= Your objective =
Copy exactly, please, the line that has "Where can you see the nose" in it along with every line after it to the end of the listing.

= Exercise data =

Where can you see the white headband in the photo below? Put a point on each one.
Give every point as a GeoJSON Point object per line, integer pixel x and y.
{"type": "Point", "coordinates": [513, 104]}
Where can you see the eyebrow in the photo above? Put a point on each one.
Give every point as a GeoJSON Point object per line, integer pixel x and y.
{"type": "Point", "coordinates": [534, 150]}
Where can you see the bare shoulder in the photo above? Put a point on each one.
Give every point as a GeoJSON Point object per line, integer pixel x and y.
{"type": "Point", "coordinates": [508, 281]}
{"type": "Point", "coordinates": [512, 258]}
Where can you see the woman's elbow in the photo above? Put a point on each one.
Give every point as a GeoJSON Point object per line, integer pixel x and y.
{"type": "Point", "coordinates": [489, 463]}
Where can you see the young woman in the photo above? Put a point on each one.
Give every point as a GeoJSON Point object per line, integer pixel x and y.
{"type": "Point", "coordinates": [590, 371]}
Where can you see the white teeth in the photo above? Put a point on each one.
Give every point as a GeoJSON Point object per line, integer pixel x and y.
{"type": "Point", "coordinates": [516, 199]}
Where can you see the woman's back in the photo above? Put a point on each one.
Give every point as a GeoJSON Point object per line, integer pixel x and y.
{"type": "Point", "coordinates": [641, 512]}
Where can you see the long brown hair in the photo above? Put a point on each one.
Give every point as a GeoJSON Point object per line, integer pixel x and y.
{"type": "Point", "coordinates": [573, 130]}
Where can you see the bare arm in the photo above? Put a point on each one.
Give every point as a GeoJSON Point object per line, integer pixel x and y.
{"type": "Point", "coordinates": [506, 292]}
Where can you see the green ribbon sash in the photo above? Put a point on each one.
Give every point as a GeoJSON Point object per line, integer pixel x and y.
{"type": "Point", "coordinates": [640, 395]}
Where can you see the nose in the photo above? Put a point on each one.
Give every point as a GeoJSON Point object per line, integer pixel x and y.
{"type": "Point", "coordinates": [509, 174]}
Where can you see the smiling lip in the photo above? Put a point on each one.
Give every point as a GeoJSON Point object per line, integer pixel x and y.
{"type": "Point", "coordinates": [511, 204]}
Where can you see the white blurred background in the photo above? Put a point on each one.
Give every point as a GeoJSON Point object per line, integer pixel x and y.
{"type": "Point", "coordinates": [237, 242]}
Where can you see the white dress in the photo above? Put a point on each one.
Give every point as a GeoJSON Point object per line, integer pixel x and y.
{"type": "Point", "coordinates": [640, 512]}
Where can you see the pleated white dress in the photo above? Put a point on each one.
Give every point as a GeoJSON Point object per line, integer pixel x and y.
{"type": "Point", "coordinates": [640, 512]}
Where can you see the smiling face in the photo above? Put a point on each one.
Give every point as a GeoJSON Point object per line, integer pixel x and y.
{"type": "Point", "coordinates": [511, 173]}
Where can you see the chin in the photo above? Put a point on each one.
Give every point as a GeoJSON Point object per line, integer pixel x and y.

= Response =
Where can you see the nose in the photo above? Put a point on each one.
Give every point as a GeoJSON Point object per line, integer pixel x and y.
{"type": "Point", "coordinates": [509, 174]}
Where can you see the smiling lip in the photo above? Put a point on each one.
Give every point as a GeoJSON Point object per line, integer pixel x and y.
{"type": "Point", "coordinates": [511, 204]}
Where can you see the white blurred background in the photo above? Put a point on each one.
Give every point as a GeoJSON Point object per line, integer pixel x and y.
{"type": "Point", "coordinates": [237, 242]}
Where can you see the white dress in the photo above? Put a point on each one.
Give every point as a GeoJSON Point object per line, integer pixel x and y.
{"type": "Point", "coordinates": [640, 512]}
Where can you see the pleated white dress in the photo above? Put a point on each one.
Give every point as a GeoJSON Point object per line, integer pixel x and y.
{"type": "Point", "coordinates": [640, 512]}
Where can you see the smiling face in the photo above? Put a point on each one.
Give every point as a GeoJSON Point object per line, integer pixel x and y.
{"type": "Point", "coordinates": [511, 173]}
Where can you see the chin in the photo above? Put a point on each one.
Give every point as a GeoJSON Point object per line, integer pixel x and y.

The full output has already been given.